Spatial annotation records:
[start]

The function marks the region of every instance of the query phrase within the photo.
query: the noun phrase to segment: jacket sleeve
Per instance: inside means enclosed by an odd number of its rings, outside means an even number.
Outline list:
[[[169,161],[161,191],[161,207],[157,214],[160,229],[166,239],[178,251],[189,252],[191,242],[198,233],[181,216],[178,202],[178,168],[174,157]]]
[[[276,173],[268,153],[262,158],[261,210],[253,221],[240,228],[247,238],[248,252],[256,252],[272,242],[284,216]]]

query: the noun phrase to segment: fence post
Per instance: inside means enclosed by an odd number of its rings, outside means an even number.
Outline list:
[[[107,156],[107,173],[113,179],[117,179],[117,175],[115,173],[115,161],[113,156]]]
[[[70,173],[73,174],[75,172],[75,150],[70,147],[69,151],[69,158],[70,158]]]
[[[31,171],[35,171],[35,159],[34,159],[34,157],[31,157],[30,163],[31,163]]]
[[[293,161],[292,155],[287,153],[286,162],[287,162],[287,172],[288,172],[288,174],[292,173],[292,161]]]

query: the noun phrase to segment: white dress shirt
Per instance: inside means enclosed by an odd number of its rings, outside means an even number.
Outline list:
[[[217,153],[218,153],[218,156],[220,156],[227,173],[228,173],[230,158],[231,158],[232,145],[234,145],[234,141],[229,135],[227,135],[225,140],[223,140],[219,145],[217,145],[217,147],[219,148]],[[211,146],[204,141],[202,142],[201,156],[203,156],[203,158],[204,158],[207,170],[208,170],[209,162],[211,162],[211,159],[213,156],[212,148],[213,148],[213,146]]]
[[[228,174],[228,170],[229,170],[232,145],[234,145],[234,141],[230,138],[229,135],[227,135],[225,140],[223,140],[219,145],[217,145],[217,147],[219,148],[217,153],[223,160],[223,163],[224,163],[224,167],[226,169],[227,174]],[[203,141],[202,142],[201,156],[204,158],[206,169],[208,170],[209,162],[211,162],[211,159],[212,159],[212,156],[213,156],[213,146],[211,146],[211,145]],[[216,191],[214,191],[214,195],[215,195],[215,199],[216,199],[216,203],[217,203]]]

[end]

→ Work instructions
Rescale the records starting at the line that contains "query: the noun phrase to segment: white" and ending at the end of the records. Reproduce only those lines, requests included, with every outline coordinate in the answers multiplied by 1.95 and rounded to a whole number, halves rounding up.

→ Task solution
query: the noun phrase to segment: white dress shirt
Per instance: inside means enclosed by an odd number of its rings, outside means an even number.
Outline list:
[[[423,298],[425,298],[425,304],[429,304],[443,337],[445,337],[449,308],[450,308],[452,283],[456,283],[456,275],[447,263],[443,263],[439,273],[435,273],[427,283],[423,283],[423,287],[427,289]],[[411,285],[398,275],[394,277],[392,304],[396,304],[396,308],[398,308],[404,332],[406,332],[408,316],[411,316],[411,310],[415,304],[413,289],[415,289],[415,285]]]
[[[445,339],[445,332],[447,332],[452,283],[456,283],[456,275],[449,269],[447,263],[443,263],[439,273],[435,273],[427,283],[423,283],[423,287],[427,289],[423,298],[435,312],[435,318],[437,318],[437,326],[441,330],[443,339]],[[396,275],[394,277],[392,304],[398,308],[402,330],[406,332],[408,316],[411,316],[411,310],[413,310],[413,304],[415,304],[415,285],[411,285],[411,283]],[[421,372],[417,372],[417,380],[419,380],[419,388],[421,388],[421,396],[423,396]]]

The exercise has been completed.